#### [Dataset entries]
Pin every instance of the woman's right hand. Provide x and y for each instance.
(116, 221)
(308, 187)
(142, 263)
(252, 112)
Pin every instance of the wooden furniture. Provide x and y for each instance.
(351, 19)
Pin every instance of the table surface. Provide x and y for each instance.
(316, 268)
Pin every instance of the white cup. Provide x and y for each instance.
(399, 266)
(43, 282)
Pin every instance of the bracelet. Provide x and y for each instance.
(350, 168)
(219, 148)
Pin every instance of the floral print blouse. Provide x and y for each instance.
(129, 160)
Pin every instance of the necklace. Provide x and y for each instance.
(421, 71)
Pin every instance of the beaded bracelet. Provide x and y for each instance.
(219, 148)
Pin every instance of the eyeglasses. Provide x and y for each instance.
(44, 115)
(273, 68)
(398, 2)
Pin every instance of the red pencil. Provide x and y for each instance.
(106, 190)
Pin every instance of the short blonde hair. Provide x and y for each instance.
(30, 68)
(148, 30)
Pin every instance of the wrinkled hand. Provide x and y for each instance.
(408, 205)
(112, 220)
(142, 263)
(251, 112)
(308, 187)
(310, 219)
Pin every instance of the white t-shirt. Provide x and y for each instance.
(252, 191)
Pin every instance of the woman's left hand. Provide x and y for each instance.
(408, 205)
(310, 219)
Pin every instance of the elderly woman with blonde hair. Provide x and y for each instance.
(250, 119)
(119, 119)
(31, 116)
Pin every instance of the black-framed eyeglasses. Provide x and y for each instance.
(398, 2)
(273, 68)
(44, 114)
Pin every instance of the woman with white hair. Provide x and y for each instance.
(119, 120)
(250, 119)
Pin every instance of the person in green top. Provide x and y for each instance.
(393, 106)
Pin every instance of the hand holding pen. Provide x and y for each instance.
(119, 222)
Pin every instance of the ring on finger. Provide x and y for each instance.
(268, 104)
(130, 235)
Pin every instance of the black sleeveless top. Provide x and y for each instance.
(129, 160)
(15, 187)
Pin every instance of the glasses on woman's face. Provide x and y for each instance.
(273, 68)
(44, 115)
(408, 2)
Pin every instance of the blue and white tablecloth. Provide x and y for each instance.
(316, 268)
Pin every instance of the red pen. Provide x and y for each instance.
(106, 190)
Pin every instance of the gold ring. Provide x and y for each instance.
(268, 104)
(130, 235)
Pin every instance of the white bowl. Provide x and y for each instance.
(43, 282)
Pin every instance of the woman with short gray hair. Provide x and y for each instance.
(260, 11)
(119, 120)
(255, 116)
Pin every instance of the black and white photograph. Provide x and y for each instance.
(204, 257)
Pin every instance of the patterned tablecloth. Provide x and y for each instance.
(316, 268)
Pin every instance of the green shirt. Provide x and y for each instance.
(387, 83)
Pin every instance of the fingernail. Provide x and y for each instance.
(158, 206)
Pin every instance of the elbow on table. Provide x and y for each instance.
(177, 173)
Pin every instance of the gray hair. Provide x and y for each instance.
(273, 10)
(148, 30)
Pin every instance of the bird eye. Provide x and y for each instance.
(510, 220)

#### [The exercise]
Rewrite every row above as a numbered list, omitting any blank lines.

#### [Written response]
1. Pin every instance of the woman's right hand. Provide x and y for each instance.
2. (116, 221)
3. (308, 187)
4. (142, 263)
5. (252, 112)
6. Pin every instance of the wooden furniture. Provide x and y for each instance.
7. (351, 19)
8. Pin every instance of the table surface. Provide x and y for each instance.
9. (316, 268)
10. Pin every instance of the white cup. Provide x and y for each instance.
11. (399, 266)
12. (43, 282)
13. Pin every instance of the bracelet. Provide x and y for each instance.
14. (350, 168)
15. (219, 148)
16. Pin every instance of the floral print blouse. Provide x and y for each instance.
17. (129, 160)
18. Pin every instance of the necklace. Provide x and y for each instance.
19. (421, 71)
20. Pin every instance of the beaded bracelet. Provide x and y for each instance.
21. (219, 148)
22. Pin every instance of the eyeglasses. Provide x and y for each instance.
23. (44, 115)
24. (273, 68)
25. (398, 2)
26. Pin every instance of the red pencil. Provide x and y for each instance.
27. (106, 190)
28. Pin every instance of the short blonde hair. Provide x and y for each instance.
29. (30, 68)
30. (148, 30)
31. Pin every instance of the wrinkled hand. Provide x and y for each instance.
32. (408, 205)
33. (112, 220)
34. (142, 263)
35. (251, 112)
36. (308, 187)
37. (310, 219)
38. Pin every instance of the white t-shirt. Provide x and y for each instance.
39. (252, 191)
40. Pin every instance of the woman's left hand. Provide x and y for each instance.
41. (408, 205)
42. (310, 219)
43. Pin every instance of the elderly woman with blonde hair. Provide x and y for each instance.
44. (250, 119)
45. (119, 119)
46. (31, 116)
47. Pin every instance of the black-framed eyeglasses. Provide x and y for each instance.
48. (398, 2)
49. (273, 68)
50. (44, 114)
51. Pin every instance of the woman with white hair. Provide x and y for each instance.
52. (119, 120)
53. (250, 119)
54. Pin every instance of the person in green top. Provide x and y for each instance.
55. (393, 106)
56. Pin every instance of the hand holding pen. Provide x and y for each instance.
57. (119, 222)
58. Pin every instance of the ring on finger. Provide x and y for each instance.
59. (268, 104)
60. (130, 235)
61. Pin every instance of the black sleeveless top. Provide x and y for each instance.
62. (129, 160)
63. (15, 187)
64. Pin every instance of the glasses on woman's face. Provide x and y for each instance.
65. (273, 68)
66. (44, 115)
67. (408, 2)
68. Pin every instance of the blue and white tablecloth. Provide x and y for each instance.
69. (316, 268)
70. Pin every instance of the red pen. Provide x and y for each instance.
71. (106, 190)
72. Pin every instance of the gold ring. Provide x and y for each instance.
73. (268, 104)
74. (130, 235)
75. Pin every instance of the white bowl. Provide x and y for each instance.
76. (43, 282)
77. Pin every instance of the woman with short gray hair. Provide x and y for each instance.
78. (260, 11)
79. (119, 120)
80. (255, 116)
81. Pin every instance of the black and white photograph. Provide x and y for each instance.
82. (204, 257)
83. Pin every instance of the patterned tablecloth. Provide x and y for each instance.
84. (316, 268)
85. Pin every instance of the green shirt. Provide x and y for each instance.
86. (387, 83)
87. Pin every instance of the fingernail. Provide x and y for each instance.
88. (158, 206)
89. Pin every instance of the elbow on table. Provide x and y for each instance.
90. (177, 173)
91. Pin every instance of the gray hair. Provide x and y for each instance.
92. (273, 10)
93. (148, 30)
94. Pin every instance of the bird eye. Provide x and y for each instance.
95. (510, 220)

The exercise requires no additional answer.